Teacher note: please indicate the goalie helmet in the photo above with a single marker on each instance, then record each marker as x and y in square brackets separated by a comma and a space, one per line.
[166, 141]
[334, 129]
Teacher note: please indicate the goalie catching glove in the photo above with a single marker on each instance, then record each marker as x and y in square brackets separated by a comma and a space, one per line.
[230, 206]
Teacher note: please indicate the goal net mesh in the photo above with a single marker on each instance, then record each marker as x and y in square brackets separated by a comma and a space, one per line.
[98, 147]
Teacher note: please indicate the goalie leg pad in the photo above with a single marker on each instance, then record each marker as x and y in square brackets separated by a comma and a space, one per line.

--------

* **PROBLEM**
Recopy all the lines exactly as they appear.

* **EXERCISE SOLUTION**
Teacher note: please indicate the goalie helmet in the photo above with a single marker on each instance, then record each marker as x and y in square brackets separated by a comma and a space, one per line.
[166, 141]
[334, 129]
Teacher note: please indicate the goalie catching glove in the photo above with a single marker on each instance, then record each marker as x and y in square brackets separated by a comma and a space, one per line.
[230, 206]
Teacher note: please indicate the goal net mesh in the photo above with a single marker on each instance, then record each marker as x and y in square brackets separated by a comma and a space, one per line.
[98, 147]
Teacher note: please indicate the goalie leg pad in the photo above with a single marker on each instance, then record each marker as x and y in square brackets separated by a comma and a space, one per line.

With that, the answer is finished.